§ Source data
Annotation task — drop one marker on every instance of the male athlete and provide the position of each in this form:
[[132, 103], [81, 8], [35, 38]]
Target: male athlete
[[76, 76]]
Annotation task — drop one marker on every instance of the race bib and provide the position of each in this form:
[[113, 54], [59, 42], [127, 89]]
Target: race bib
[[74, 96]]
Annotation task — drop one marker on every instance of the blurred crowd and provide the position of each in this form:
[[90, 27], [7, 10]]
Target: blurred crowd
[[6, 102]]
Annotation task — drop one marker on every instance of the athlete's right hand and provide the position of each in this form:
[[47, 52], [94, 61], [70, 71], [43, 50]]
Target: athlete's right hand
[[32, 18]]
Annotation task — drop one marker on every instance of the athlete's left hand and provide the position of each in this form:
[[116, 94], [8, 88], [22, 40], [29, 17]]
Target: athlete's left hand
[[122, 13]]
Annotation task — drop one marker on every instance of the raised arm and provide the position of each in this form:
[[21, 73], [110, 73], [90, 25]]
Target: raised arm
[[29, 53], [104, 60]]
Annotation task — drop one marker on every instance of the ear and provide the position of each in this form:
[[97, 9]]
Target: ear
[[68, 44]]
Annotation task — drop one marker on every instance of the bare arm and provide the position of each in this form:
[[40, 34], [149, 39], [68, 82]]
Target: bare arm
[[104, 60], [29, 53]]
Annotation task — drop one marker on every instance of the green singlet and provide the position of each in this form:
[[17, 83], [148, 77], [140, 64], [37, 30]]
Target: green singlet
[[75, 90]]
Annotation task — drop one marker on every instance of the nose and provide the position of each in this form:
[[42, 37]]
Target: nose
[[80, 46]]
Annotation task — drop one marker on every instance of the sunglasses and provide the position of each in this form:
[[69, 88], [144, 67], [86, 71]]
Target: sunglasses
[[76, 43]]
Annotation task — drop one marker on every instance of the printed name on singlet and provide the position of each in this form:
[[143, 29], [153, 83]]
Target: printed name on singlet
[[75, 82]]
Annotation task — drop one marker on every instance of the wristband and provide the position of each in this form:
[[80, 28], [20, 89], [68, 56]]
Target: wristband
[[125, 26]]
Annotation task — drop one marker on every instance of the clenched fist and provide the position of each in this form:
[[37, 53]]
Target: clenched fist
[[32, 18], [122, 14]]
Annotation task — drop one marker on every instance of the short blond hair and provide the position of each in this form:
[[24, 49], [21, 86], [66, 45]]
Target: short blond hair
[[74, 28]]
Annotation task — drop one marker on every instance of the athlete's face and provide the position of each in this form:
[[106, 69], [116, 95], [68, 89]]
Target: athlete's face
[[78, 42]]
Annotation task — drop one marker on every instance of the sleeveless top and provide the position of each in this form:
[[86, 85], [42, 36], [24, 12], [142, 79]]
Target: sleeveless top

--

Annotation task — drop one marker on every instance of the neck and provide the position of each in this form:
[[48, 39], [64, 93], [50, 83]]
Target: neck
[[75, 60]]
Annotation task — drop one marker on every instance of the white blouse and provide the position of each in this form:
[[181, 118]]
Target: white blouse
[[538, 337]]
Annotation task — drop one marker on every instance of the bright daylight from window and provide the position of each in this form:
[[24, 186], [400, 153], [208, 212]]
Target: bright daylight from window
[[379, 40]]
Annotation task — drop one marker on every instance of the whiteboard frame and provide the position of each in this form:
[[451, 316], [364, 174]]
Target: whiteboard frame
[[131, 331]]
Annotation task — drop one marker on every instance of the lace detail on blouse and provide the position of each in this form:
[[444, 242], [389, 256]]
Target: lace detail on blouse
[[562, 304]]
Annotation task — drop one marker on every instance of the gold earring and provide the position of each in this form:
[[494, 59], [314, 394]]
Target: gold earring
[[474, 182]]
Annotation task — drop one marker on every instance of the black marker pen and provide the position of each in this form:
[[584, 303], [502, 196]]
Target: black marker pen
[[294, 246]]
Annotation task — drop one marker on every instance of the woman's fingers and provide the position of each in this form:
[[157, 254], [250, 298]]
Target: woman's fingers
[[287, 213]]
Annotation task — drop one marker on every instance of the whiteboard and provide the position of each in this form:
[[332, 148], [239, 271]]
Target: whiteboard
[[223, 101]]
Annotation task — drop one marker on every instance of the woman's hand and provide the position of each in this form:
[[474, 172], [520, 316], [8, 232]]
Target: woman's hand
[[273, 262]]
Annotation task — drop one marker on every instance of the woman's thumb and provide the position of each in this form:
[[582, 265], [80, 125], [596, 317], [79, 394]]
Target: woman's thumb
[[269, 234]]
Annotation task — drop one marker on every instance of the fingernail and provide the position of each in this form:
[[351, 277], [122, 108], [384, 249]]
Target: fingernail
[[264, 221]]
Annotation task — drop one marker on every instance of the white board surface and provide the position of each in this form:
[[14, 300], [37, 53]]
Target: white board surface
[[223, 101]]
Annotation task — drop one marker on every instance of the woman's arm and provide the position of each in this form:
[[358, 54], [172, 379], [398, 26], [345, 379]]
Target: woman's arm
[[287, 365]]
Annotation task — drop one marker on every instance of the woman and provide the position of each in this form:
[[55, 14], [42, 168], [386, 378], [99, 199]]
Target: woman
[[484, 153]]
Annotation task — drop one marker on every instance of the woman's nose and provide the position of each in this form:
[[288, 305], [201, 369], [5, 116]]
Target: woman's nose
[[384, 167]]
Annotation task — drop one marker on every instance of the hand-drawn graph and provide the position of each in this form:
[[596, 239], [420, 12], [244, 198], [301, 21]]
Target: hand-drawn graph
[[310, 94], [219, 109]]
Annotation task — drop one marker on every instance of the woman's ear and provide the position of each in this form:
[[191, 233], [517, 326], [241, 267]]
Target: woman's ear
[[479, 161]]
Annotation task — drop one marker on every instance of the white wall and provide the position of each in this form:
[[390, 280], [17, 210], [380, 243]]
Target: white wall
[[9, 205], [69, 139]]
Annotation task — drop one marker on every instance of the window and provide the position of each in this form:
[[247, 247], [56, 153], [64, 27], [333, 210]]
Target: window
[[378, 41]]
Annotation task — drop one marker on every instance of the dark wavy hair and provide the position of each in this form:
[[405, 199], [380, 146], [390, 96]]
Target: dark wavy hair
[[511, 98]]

--

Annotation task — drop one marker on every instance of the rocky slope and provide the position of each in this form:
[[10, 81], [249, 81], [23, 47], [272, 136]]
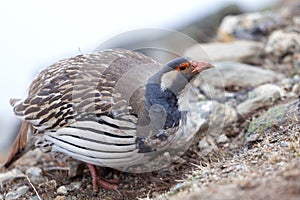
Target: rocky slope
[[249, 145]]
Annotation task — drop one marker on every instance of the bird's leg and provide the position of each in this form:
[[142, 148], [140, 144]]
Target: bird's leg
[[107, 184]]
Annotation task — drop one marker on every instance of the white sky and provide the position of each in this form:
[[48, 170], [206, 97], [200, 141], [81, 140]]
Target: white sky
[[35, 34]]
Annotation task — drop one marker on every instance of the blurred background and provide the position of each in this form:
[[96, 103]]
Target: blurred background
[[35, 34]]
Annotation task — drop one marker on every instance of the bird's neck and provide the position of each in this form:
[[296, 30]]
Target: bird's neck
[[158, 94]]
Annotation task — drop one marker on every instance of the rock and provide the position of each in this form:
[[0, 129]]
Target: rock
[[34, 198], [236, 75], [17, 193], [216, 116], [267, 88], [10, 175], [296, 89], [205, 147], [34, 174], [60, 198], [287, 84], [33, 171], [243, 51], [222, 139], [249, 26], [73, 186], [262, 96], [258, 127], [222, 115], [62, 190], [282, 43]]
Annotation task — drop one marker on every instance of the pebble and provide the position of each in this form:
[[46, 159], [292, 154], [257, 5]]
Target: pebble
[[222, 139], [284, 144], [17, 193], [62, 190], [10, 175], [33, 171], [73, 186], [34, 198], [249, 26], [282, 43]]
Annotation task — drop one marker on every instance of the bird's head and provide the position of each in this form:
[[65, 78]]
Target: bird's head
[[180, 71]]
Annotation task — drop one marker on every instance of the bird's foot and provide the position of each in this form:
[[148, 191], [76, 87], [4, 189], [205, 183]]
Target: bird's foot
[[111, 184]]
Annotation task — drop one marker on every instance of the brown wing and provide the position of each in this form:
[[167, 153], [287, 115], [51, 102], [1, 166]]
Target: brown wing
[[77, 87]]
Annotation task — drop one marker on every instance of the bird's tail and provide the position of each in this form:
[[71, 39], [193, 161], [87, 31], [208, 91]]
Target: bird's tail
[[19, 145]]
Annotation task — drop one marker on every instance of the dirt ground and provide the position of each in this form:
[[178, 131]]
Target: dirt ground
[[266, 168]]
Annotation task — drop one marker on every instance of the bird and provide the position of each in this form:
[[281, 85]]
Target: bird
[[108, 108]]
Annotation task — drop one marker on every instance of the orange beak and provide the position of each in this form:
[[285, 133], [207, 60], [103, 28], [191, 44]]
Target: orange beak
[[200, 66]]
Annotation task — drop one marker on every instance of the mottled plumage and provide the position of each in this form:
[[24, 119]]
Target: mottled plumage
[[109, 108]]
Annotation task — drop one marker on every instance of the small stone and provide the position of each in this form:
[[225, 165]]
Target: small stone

§ What the exercise asks
Please copy, exactly as written, every line in the listing above from the line with "Target: nose" up to and including the line with "[[24, 49], [21, 86], [66, 45]]".

§ Exercise output
Target: nose
[[80, 46]]
Annotation task — drop one marker on every instance of the sunglasses and provide the position of each in this form:
[[69, 88], [144, 67], [86, 71]]
Target: sunglasses
[[76, 43]]
Annotation task — drop one marker on every instance of the printed name on singlet and provide the position of each in this form:
[[143, 29], [153, 83]]
Target: printed name on singlet
[[75, 82]]
Annotation task — drop one marker on every instance of the wristband and provide the position of each in this form:
[[80, 28], [20, 89], [68, 56]]
Target: wristband
[[125, 26]]
Annotation task — drop one marker on every instance of the clenched fist and provide the position of each in this form:
[[37, 53]]
Target: clenched fist
[[32, 18], [122, 14]]
Annotation task — drop one marker on every instance of the short blond hair and provide the position of each in this form:
[[24, 49], [21, 86], [66, 45]]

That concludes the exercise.